<<<<

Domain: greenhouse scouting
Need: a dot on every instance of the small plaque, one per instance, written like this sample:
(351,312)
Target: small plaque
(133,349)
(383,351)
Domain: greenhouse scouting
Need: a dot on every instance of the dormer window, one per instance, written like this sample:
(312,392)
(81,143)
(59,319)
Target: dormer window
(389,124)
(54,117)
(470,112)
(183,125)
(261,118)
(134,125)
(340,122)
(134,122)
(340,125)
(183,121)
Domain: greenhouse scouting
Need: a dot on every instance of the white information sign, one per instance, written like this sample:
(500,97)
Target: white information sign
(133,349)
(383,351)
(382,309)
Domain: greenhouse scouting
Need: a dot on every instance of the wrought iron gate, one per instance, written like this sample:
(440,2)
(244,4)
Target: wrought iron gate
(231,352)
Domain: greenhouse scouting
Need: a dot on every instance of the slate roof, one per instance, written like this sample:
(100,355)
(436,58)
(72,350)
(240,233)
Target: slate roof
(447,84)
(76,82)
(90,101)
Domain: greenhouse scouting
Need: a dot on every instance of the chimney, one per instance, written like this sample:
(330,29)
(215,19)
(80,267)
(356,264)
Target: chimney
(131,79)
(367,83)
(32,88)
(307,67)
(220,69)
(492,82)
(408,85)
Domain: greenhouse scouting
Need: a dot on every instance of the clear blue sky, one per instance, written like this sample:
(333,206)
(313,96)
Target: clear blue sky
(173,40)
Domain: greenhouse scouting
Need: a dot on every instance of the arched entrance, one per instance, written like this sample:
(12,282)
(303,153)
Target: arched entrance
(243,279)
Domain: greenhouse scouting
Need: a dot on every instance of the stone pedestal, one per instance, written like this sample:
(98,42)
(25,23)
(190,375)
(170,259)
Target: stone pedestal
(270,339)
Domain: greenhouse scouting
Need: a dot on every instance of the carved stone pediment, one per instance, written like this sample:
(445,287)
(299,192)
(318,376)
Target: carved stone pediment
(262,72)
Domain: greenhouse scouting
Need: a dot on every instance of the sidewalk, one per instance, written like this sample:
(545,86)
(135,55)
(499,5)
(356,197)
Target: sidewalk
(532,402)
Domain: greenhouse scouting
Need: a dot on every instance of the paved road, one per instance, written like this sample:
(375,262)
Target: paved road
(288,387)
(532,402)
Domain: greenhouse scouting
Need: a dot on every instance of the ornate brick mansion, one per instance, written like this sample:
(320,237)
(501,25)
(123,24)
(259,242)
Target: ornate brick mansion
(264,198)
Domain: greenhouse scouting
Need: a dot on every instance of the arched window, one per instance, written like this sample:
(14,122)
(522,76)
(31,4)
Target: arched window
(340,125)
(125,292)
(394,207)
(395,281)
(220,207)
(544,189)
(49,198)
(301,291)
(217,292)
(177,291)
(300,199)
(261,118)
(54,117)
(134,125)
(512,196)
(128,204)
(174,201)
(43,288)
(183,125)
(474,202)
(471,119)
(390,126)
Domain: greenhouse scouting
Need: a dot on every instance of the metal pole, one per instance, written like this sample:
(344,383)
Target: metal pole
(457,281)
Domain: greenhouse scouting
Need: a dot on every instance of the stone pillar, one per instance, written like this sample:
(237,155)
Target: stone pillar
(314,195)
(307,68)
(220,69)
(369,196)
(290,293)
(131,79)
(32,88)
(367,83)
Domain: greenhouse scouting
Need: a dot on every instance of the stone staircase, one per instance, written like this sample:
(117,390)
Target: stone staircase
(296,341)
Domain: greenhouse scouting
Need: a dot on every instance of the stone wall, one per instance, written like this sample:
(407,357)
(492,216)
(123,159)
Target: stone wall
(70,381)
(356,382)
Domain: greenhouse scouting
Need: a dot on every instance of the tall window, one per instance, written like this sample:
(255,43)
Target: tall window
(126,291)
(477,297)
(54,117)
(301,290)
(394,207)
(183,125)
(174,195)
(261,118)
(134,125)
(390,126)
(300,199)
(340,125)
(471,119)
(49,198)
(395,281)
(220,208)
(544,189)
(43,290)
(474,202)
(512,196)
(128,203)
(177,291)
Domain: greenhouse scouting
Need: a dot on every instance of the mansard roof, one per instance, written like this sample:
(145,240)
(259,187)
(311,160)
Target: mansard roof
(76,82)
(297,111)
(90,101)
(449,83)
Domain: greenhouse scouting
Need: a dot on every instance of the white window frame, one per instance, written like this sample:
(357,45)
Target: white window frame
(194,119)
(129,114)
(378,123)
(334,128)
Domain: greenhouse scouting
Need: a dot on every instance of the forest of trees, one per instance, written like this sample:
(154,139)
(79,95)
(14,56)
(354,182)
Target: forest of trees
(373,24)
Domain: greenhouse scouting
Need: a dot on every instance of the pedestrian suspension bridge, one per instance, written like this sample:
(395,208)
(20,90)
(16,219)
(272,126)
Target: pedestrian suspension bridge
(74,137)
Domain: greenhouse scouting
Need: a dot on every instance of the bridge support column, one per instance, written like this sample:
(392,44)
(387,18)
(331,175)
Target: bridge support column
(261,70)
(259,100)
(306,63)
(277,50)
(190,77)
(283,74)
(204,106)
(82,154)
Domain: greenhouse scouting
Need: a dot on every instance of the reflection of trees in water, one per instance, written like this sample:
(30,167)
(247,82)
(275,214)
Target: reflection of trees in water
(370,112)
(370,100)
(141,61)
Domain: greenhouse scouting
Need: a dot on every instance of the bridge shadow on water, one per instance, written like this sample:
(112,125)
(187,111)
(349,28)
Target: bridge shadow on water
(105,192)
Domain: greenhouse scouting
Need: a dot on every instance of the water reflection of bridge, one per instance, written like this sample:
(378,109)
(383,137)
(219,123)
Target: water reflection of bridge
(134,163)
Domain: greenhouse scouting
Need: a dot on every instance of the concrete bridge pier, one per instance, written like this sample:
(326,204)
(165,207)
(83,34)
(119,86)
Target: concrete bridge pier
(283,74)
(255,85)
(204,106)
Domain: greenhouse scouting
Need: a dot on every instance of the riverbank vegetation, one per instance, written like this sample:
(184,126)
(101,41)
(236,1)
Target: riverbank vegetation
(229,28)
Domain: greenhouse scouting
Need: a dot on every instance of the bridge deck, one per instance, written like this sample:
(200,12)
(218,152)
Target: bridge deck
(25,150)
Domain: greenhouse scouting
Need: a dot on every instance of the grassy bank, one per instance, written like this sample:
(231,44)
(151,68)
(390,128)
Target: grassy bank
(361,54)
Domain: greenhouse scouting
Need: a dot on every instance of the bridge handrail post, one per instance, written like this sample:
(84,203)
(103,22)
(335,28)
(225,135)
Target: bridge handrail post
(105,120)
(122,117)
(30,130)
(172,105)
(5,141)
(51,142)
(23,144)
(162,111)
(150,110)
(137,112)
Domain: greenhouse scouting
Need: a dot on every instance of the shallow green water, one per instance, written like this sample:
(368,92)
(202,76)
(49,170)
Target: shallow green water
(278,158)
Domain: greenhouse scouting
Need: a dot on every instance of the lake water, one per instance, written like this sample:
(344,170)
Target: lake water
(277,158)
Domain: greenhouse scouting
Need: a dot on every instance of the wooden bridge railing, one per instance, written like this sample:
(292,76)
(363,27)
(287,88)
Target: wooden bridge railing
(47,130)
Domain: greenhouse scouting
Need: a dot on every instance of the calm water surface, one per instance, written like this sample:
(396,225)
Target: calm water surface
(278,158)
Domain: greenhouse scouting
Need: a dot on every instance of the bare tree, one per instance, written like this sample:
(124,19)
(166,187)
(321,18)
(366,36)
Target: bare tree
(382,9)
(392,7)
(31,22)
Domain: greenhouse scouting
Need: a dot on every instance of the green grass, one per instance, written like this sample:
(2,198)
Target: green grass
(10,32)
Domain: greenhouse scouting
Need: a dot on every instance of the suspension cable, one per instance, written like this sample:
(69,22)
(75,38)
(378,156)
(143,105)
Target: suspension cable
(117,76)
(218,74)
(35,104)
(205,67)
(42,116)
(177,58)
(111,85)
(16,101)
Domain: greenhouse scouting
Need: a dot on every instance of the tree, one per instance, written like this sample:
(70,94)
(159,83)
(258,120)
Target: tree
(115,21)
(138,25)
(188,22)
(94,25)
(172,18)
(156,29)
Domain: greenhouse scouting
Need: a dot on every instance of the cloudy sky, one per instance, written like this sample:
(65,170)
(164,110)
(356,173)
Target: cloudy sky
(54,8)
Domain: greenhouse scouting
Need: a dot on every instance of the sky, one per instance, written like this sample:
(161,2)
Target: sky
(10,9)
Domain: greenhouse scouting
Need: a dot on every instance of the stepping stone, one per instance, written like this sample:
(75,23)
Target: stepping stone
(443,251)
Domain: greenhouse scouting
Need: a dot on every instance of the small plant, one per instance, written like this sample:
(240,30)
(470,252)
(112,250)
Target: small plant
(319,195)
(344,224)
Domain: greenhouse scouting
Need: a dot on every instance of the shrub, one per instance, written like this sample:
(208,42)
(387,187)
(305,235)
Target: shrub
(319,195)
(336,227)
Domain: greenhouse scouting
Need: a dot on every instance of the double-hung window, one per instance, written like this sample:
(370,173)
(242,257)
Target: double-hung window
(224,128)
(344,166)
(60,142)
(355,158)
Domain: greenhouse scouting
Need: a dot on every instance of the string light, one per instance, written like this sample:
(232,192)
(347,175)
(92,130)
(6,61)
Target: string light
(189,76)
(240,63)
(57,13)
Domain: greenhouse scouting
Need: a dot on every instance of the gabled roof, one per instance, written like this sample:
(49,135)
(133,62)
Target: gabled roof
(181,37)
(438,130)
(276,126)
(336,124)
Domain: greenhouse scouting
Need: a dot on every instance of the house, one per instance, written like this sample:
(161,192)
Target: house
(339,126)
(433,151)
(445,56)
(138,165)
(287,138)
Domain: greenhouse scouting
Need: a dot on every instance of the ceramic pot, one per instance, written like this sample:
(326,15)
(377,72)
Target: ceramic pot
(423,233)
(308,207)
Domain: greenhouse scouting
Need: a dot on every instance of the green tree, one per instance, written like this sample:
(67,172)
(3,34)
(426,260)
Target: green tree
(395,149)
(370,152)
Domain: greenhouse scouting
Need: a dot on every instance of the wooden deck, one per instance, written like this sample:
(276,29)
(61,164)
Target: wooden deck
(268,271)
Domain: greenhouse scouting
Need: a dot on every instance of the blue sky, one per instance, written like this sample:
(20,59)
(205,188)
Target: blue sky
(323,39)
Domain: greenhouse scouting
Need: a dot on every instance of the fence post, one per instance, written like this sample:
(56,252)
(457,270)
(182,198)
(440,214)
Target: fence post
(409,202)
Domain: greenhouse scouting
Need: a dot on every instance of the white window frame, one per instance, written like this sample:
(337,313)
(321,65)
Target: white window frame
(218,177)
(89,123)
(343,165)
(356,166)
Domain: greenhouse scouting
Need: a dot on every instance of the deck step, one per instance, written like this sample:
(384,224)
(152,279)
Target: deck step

>>>>

## EXERCISE TASK
Please count the lines in the data above that contain the string "information". Reply with the number only.

## FULL OUTPUT
2